Over 250 celebrities have signed a letter calling on social media platforms to censor "anti-trans hate" and "malicious disinformation about trans healthcare."
The letter was produced by the LGBTQ activist organization GLAAD and addressed to Mark Zuckerberg of Meta, YouTube CEO Neal Mohan, Shou Zi Chew of TikTok, Twitter owner Elon Musk and his new CEO Linda Yaccarino.
Signatories of the letter include Dylan Mulvaney, Amy Schumer, Camila Cabello, Busy Philipps, Cara Delevingne, Dakota Fanning, Demi Lovato, Haley Baldwin Bieber, Jamie Lee Curtis, Janelle Monáe, Judd Apatow, Lena Dunham, Marc Jacobs, Rosario Dawson, Sam Smith, and Zooey Deschanel.
"As celebrities, influencers, and prominent public figures with significant followings on social media, we the undersigned are calling on Instagram, Facebook, YouTube, TikTok, and Twitter to fulfill the promises you’ve made to transgender, nonbinary, gender non-conforming and all LGBTQ users in your terms of service," the letter begins. "There has been a massive systemic failure to prohibit hate, harassment, and malicious anti-LGBTQ disinformation on your platforms and it must be addressed."
The letter claims that Libs of TikTok posting content made by Boston Children's Hospital themselves caused them to be targeted by bomb threats. Boston Children’s Hospital (@BostonChildrens) is now offering “gender affirming hysterectomies” for young girls https://t.co/JOH5fFtGJ0
— Libs of TikTok (@libsoftiktok) August 11, 2022
"Dangerous posts (both content and ads) created and circulated by high-follower anti-LGBTQ hate accounts targeting transgender, nonbinary, and gender non-conforming people are thriving across your platforms, directly resulting in terrifying real-life harm including bomb threats targeting children’s hospitals that offer healthcare for trans youth, and death threats targeting care providers," the letter states. "Such false and hate-driven widely circulated content on your platforms is even being cited by lawmakers advancing discriminatory legislation against trans people. Targeted misgendering and deadnaming of trans and nonbinary people is a widespread mode of hate speech across all platforms, utilized to bully and harass prominent public figures while simultaneously expressing hatred and contempt for trans and non-binary people in general."

▶ [Recorded information]:
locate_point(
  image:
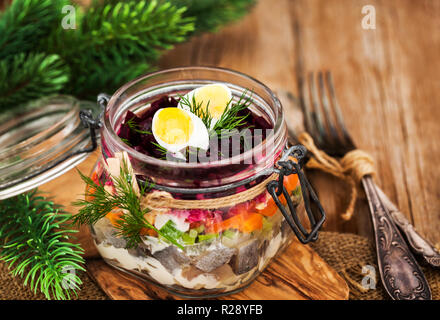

▶ [Exercises]:
1/ Reproduce the passage of the article about the GLAAD letter starting at "The letter was" and ending at "and Zooey Deschanel.".
2/ Answer these questions using the article about the GLAAD letter:
(a) Which organization produced the letter?
(b) Who is named as Twitter's new CEO?
(c) What does the letter call a widespread mode of hate speech across all platforms?
3/ Continue the article about the GLAAD letter, picking up after its final sentence.

▶ [Responses to the tasks]:
1/
The letter was produced by the LGBTQ activist organization GLAAD and addressed to Mark Zuckerberg of Meta, YouTube CEO Neal Mohan, Shou Zi Chew of TikTok, Twitter owner Elon Musk and his new CEO Linda Yaccarino.
Signatories of the letter include Dylan Mulvaney, Amy Schumer, Camila Cabello, Busy Philipps, Cara Delevingne, Dakota Fanning, Demi Lovato, Haley Baldwin Bieber, Jamie Lee Curtis, Janelle Monáe, Judd Apatow, Lena Dunham, Marc Jacobs, Rosario Dawson, Sam Smith, and Zooey Deschanel.

2/
(a) GLAAD, the LGBTQ activist organization.
(b) Linda Yaccarino.
(c) Targeted misgendering and deadnaming of trans and nonbinary people.

3/
The letter claimed that "online extremists" are "leading proactive coordinated campaigns of hate and lies about gender affirming healthcare for trans youth."
According to the St. Louis Children's Hospital, puberty blockers can cause lower bone density and "other possible long-term side effects that are not yet known." The Mayo Clinic acknowledges that they might have long-term effects on fertility.
Lupron, the number one prescribed puberty blocker in America, lists “emotional instability” as one of the possible side effects. A warning on the label advises to “monitor for development or worsening of psychiatric symptoms during treatment.”
Despite these facts, the GLAAD letter states that "gender-affirming healthcare" is safe and necessary, even for "youth." It claims that "inflammatory disinformation falsely asserting that this healthcare is dangerous is allowed to fester on your platforms because it drives clicks and profit. Trans youth and their families and care providers are being endangered by your negligence, causing many families to flee their homes."
GLAAD's letter calls on the big tech leaders to "meet with community leaders and creators" to hear about "real world harms" that result from this dangerous content and for them to devise plans to address it — meaning censorship.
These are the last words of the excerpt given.